Cannabis Regulation Rolls On, Asphalt Plant Plans Teased
San Andreas, CA – After nearly three-and-a-half hours’ worth of board and public input Tuesday the Calaveras supervisors voted to roll ahead on its cannabis regulation route.
During a special morning meeting called for the purpose the Calaveras County Board of Supervisors voted 4-1 on three related action items with District 3 Supervisor Michael Oliveira continuing to embrace his solo holdout role on each.
While no one on the board evokes a stance that could be called strong pro-cannabis, four of the five members seem, after months of hashing over alternatives to be looking for how to best bring what District 1 Supervisor Cliff Edson estimates as perhaps a de facto, unregulated local marijuana industry some 30 years in the making out of the shadows and into compliance.
Kearney Opens With A Titillating Tidbit
Ahead of what was already destined to an emotionally charged, opinion-packed morning, during public comments ahead of the agenda items, District 5 Supervisor Steve Kearney asked to speak. He subsequently delivered some surprising scuttlebutt about a hot topic in his jurisdiction that helped generate a recall petition against him that, still circling, must be filed before the end of the month in order to potentially make the fall ballot. Alluding to a lot of activity on social media over the past few months over a controversial application by the owners of Hogan Quarry near Valley Springs to establish an asphalt plant there, Kearney stated that, over the weekend, equipment from that location was picked up and moved to another property in the county.

-- Information supplied --
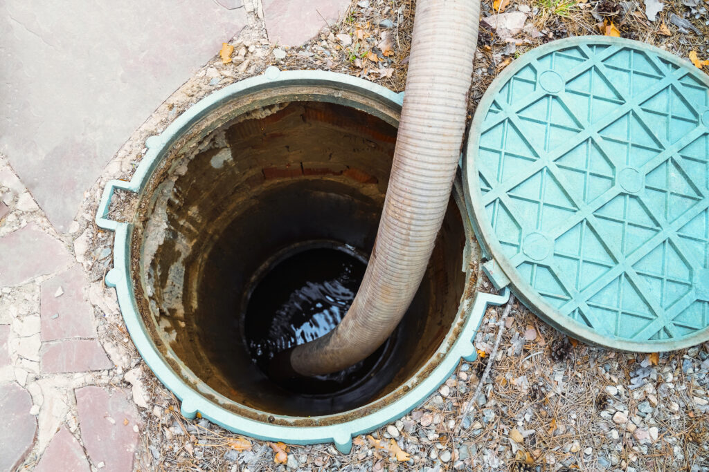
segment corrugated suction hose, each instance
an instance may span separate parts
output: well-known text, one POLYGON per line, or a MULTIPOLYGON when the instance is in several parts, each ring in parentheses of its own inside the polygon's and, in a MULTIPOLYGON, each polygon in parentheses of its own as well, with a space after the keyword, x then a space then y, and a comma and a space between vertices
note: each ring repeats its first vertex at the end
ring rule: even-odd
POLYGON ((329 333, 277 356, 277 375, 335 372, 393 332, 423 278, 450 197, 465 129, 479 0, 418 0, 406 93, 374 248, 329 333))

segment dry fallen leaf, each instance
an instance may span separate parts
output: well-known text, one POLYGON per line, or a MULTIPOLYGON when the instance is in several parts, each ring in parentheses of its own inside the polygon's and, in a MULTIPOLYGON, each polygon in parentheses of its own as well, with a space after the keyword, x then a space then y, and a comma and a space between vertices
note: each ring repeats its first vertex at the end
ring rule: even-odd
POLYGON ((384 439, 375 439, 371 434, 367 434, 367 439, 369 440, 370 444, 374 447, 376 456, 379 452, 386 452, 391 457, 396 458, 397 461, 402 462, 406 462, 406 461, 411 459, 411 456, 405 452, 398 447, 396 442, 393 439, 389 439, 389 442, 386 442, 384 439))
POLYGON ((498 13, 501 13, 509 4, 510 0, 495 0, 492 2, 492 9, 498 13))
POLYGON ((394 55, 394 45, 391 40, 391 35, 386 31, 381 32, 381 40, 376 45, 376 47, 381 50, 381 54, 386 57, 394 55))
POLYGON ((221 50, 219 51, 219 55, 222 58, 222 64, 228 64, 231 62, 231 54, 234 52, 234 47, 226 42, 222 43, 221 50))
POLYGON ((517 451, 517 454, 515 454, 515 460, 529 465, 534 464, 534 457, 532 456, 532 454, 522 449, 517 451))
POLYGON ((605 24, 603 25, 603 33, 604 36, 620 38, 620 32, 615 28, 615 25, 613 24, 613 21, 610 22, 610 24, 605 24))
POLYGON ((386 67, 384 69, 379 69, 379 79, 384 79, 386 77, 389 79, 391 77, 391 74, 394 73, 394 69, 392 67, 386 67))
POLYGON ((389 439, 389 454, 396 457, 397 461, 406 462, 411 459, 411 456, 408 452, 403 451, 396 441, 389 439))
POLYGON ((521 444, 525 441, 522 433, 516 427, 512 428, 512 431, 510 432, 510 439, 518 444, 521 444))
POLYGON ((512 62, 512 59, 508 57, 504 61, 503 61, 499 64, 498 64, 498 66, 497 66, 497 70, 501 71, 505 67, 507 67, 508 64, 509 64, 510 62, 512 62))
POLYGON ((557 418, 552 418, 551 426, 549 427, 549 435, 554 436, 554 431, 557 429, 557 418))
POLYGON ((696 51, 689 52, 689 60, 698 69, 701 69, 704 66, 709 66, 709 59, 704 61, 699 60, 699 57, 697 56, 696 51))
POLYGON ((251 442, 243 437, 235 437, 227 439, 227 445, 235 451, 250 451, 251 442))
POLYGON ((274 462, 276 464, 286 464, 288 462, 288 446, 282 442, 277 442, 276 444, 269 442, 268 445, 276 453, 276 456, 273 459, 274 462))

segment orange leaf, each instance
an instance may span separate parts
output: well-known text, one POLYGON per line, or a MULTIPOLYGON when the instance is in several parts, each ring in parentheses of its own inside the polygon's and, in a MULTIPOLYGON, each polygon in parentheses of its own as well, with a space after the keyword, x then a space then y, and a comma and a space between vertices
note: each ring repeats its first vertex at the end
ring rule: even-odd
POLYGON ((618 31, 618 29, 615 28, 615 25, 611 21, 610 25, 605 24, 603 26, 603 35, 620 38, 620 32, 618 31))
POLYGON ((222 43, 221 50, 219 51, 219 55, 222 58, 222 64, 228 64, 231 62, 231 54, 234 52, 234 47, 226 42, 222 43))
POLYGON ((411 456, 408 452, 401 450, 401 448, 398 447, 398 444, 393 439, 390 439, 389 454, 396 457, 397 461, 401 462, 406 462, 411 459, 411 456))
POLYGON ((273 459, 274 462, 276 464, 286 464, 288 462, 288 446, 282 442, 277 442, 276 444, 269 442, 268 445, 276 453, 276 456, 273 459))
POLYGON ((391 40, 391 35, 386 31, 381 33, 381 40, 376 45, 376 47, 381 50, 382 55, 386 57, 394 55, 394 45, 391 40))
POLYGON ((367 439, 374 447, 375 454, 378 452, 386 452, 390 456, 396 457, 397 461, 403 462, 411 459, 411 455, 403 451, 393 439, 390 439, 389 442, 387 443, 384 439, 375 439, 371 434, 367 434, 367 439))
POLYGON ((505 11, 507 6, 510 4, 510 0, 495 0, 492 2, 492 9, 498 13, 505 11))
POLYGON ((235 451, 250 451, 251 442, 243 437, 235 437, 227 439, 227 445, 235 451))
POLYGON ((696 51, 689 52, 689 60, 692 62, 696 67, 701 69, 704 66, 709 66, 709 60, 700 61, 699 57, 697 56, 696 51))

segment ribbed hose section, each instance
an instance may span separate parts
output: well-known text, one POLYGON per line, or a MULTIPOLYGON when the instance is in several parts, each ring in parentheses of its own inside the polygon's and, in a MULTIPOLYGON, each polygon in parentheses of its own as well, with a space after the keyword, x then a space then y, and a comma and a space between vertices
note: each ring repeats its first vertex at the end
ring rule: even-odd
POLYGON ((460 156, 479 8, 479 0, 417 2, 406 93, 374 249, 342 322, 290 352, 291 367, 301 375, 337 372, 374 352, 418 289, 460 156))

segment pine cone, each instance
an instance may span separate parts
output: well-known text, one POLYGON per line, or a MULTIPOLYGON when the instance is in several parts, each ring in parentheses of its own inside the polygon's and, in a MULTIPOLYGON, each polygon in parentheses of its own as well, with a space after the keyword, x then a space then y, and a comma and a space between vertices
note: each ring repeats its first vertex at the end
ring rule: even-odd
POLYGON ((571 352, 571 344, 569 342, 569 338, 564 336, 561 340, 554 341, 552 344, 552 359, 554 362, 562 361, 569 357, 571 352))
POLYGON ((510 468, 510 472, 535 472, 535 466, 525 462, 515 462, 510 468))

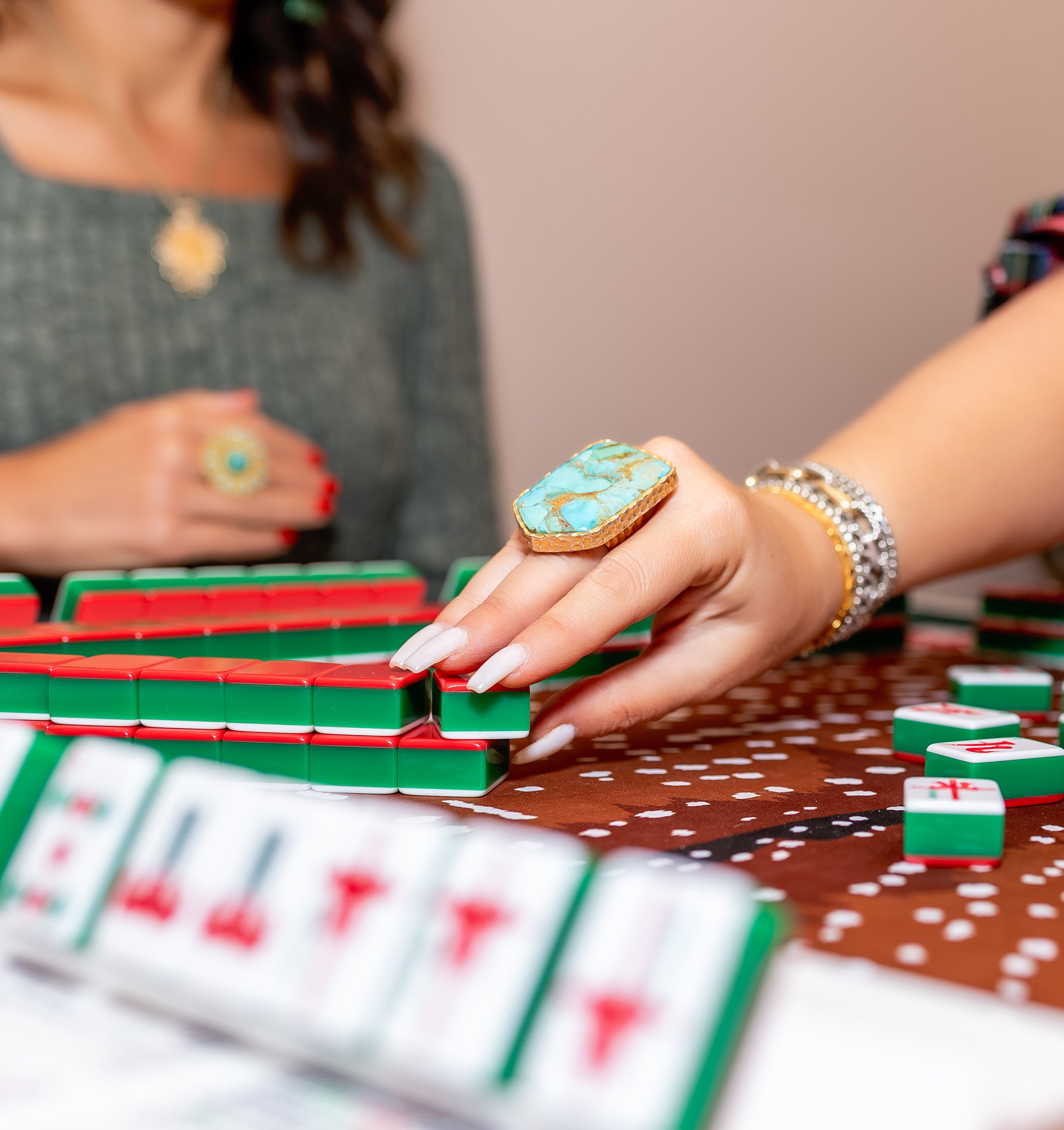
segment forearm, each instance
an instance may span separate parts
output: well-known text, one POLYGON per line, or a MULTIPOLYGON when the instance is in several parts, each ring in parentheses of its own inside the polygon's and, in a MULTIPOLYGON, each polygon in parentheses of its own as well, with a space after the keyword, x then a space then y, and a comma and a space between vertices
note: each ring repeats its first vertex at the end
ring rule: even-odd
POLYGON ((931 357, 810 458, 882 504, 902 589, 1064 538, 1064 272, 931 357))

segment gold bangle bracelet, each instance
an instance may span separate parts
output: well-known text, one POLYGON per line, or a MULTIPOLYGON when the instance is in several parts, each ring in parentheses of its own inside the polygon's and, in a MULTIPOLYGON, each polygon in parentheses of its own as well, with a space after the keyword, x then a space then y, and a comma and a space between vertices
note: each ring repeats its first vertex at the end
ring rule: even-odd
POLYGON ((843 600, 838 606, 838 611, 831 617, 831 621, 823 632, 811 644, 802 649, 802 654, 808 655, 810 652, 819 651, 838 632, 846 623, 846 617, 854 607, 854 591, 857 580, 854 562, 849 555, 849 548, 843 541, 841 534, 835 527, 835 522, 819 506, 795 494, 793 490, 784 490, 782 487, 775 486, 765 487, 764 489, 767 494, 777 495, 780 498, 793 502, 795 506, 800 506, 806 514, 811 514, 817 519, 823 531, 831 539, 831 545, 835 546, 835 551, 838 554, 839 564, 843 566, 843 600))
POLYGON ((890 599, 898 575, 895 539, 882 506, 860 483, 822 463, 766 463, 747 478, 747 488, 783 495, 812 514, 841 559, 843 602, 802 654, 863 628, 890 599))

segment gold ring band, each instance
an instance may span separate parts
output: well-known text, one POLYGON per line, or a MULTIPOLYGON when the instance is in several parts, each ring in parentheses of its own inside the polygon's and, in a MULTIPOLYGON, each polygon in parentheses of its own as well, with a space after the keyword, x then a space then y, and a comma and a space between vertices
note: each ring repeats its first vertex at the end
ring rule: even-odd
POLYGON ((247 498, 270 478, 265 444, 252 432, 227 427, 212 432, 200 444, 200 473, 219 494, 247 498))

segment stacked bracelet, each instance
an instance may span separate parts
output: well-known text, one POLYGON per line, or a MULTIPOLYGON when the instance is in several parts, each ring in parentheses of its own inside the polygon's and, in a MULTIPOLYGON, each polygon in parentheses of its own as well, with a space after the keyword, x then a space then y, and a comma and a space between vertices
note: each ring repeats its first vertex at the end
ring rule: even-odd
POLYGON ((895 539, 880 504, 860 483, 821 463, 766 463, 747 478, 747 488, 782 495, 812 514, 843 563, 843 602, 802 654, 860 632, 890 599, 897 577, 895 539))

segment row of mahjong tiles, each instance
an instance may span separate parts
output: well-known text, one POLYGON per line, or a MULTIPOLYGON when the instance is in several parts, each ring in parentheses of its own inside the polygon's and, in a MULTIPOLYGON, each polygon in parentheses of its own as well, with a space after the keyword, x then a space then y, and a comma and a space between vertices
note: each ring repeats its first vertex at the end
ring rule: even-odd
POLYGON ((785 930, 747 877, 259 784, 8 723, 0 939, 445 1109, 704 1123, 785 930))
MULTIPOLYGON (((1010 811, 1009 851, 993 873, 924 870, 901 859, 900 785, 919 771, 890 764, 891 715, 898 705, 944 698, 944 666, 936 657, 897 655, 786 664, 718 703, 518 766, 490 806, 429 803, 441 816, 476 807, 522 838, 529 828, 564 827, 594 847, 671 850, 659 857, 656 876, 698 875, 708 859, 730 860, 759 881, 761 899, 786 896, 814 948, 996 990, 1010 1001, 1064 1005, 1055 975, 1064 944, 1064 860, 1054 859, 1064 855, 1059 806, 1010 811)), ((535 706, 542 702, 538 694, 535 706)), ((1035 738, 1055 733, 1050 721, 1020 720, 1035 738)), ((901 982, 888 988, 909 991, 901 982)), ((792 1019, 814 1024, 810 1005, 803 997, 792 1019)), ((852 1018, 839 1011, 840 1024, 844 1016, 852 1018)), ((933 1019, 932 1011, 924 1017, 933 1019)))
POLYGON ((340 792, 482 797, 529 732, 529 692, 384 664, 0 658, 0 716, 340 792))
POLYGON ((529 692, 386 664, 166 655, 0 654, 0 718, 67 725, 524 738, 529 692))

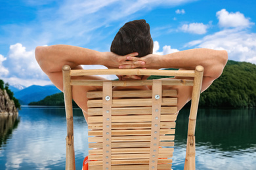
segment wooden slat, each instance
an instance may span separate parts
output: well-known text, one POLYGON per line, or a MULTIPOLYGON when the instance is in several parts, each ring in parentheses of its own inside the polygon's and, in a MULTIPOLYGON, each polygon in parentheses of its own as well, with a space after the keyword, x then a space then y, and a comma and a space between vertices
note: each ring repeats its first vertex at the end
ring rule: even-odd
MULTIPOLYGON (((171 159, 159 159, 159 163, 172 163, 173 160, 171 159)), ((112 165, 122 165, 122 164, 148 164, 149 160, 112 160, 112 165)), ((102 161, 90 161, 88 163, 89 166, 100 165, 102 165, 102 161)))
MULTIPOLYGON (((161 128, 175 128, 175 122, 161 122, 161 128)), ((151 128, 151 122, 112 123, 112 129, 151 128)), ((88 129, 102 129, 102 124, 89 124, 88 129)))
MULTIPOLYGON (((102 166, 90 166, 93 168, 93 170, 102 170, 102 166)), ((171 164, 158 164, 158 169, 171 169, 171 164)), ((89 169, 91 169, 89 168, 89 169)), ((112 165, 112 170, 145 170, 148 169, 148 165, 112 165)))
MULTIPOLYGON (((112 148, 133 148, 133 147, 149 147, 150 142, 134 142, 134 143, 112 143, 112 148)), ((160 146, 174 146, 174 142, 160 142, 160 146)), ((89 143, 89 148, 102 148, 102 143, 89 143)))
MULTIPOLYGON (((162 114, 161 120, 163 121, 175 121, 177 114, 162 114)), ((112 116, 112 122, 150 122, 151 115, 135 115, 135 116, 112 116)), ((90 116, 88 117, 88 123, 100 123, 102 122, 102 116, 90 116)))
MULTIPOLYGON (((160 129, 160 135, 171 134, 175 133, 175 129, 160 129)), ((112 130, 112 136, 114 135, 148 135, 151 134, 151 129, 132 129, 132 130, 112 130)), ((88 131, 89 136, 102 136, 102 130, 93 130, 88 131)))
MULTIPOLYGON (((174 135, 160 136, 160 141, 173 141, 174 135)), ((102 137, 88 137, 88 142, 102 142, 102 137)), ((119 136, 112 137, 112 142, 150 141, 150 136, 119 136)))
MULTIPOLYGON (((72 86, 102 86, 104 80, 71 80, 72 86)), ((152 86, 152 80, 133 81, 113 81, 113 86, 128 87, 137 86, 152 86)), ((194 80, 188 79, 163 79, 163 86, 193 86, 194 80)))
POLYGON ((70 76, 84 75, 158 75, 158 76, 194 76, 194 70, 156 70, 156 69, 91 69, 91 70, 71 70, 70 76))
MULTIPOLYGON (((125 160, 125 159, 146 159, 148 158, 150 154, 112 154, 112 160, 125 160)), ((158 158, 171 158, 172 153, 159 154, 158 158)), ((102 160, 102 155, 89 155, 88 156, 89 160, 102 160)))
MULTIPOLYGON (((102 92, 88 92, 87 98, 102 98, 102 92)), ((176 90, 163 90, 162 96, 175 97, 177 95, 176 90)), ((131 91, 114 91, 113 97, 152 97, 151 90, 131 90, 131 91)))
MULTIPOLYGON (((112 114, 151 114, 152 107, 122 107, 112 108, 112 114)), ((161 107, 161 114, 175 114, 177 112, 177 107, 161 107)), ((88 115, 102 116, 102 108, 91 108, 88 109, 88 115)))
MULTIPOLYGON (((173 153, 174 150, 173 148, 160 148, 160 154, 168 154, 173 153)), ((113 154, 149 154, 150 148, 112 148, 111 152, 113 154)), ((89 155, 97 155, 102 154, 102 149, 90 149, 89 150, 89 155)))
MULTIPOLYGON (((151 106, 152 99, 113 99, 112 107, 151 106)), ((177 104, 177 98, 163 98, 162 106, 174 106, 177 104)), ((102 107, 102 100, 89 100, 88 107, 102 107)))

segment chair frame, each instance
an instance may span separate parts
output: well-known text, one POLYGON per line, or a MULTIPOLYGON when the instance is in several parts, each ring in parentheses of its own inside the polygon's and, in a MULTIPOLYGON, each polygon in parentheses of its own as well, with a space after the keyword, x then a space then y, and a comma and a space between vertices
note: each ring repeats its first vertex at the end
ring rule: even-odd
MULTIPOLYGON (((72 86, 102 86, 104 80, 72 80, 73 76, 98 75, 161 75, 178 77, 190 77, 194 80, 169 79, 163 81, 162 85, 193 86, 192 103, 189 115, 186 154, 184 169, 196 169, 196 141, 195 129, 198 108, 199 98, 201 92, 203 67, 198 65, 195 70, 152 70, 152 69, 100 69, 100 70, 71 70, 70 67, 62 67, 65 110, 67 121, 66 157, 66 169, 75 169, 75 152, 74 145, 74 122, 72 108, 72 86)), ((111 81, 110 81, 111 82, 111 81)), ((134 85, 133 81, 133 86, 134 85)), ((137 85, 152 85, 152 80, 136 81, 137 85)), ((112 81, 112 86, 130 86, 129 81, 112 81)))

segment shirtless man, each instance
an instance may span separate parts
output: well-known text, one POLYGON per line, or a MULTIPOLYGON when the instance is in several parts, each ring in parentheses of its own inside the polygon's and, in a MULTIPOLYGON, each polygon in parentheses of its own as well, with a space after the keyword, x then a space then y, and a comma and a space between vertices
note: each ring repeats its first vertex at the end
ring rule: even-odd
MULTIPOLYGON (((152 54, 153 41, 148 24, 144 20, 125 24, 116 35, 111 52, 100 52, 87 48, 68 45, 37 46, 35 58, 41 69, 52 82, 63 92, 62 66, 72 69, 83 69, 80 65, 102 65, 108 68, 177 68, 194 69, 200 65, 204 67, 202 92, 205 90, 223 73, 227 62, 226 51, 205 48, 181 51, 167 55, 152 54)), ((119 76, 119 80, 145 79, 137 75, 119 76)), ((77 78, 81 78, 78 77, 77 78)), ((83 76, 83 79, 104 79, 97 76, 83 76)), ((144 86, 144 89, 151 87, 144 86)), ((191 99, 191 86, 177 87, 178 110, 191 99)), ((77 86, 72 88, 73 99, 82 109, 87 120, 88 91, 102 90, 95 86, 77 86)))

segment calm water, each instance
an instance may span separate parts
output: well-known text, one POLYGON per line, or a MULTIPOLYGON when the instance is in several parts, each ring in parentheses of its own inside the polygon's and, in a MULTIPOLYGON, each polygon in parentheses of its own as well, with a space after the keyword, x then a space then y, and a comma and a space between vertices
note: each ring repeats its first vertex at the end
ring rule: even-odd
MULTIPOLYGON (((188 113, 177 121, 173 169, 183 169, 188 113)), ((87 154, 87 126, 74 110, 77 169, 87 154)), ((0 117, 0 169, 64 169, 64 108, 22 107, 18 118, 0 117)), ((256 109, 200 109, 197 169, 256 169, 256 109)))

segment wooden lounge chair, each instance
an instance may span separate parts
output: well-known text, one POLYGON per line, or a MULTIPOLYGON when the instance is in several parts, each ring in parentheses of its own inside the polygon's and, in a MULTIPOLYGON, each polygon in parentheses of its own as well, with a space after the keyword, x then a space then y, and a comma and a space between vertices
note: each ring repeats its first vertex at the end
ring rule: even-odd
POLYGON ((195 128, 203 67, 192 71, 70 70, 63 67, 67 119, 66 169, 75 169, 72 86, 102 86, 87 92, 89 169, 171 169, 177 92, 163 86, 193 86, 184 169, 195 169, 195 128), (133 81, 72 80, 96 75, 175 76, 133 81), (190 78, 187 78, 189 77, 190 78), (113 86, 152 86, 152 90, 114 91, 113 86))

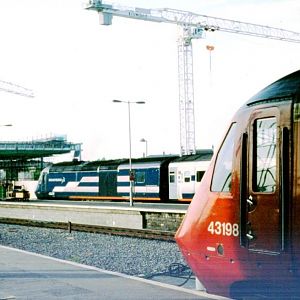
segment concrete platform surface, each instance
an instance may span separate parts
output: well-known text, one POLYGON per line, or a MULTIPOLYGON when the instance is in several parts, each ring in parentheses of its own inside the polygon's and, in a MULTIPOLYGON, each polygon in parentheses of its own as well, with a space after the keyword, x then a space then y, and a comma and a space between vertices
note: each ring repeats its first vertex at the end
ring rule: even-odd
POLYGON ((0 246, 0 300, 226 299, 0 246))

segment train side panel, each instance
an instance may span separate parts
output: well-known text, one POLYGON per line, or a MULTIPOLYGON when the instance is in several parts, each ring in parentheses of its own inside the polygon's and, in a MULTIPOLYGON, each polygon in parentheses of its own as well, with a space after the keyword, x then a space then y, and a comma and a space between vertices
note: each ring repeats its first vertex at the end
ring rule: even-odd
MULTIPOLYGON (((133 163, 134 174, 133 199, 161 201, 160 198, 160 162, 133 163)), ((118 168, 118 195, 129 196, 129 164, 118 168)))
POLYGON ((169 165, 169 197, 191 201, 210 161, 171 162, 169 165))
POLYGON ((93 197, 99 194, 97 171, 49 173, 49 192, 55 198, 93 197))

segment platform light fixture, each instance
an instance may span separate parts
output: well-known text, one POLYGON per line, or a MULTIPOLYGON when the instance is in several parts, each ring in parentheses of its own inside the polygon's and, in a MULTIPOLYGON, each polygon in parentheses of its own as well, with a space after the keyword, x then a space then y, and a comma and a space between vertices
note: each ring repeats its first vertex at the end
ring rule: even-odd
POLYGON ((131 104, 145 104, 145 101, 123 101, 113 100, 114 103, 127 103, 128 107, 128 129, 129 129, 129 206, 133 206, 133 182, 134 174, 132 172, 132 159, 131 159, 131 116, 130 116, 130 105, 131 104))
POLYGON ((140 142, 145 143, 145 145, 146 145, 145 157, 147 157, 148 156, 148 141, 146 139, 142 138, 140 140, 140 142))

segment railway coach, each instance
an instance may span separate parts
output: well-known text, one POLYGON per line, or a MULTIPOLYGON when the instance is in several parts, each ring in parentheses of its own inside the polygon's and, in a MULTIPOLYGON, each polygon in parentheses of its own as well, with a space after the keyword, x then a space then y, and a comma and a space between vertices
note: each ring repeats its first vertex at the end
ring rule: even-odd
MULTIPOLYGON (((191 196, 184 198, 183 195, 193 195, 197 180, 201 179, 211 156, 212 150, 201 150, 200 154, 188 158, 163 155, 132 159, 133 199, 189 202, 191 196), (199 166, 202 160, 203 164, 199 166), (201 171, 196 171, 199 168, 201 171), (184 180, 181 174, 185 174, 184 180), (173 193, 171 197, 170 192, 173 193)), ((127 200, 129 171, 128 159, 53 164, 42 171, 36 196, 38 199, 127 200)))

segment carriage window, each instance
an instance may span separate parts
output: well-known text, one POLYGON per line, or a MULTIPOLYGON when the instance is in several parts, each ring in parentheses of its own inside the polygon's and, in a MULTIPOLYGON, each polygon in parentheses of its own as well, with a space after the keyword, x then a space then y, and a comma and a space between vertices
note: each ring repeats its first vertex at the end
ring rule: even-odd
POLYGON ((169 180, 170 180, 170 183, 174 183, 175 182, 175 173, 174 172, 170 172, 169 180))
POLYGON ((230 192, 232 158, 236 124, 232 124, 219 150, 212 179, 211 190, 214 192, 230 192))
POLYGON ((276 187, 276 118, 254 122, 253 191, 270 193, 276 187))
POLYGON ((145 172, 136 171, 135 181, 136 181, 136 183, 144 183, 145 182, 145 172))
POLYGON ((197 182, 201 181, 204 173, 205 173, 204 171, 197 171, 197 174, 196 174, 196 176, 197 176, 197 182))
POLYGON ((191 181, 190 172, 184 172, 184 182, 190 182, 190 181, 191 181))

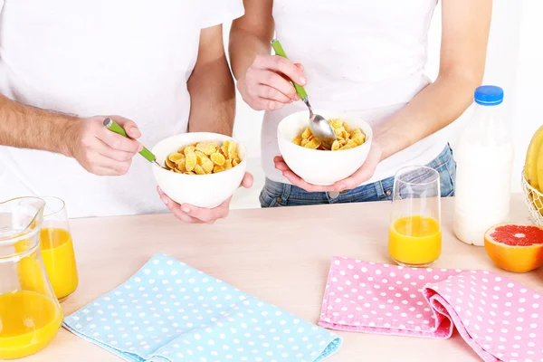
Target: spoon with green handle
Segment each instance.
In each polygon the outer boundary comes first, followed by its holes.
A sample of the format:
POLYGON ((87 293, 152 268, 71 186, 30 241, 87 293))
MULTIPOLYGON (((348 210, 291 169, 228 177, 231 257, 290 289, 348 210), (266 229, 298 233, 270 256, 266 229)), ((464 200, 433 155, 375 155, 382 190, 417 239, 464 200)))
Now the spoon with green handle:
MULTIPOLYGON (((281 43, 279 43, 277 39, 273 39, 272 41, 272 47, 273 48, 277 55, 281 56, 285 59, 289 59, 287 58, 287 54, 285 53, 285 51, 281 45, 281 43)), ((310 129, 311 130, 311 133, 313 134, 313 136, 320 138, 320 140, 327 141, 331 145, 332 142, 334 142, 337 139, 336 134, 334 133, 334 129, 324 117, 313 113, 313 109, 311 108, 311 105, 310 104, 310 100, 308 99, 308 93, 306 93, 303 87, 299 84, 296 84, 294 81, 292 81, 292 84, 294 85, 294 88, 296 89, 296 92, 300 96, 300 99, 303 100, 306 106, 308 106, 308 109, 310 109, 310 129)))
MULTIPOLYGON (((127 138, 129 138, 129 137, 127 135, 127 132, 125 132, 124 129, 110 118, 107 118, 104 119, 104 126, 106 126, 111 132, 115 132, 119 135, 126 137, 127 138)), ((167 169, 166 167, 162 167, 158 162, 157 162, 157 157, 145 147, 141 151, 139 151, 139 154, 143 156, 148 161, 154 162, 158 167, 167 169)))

-- Exercise details --
Could you reproduce the news report on the Calaveras cannabis vote and asphalt plant above, word for word from its headline to its final sentence?

-- Result --
Cannabis Regulation Rolls On, Asphalt Plant Plans Teased
San Andreas, CA – After nearly three-and-a-half hours’ worth of board and public input Tuesday the Calaveras supervisors voted to roll ahead on its cannabis regulation route.
During a special morning meeting called for the purpose the Calaveras County Board of Supervisors voted 4-1 on three related action items with District 3 Supervisor Michael Oliveira continuing to embrace his solo holdout role on each.
While no one on the board evokes a stance that could be called strong pro-cannabis, four of the five members seem, after months of hashing over alternatives to be looking for how to best bring what District 1 Supervisor Cliff Edson estimates as perhaps a de facto, unregulated local marijuana industry some 30 years in the making out of the shadows and into compliance.
Kearney Opens With A Titillating Tidbit
Ahead of what was already destined to an emotionally charged, opinion-packed morning, during public comments ahead of the agenda items, District 5 Supervisor Steve Kearney asked to speak. He subsequently delivered some surprising scuttlebutt about a hot topic in his jurisdiction that helped generate a recall petition against him that, still circling, must be filed before the end of the month in order to potentially make the fall ballot. Alluding to a lot of activity on social media over the past few months over a controversial application by the owners of Hogan Quarry near Valley Springs to establish an asphalt plant there, Kearney stated that, over the weekend, equipment from that location was picked up and moved to another property in the county.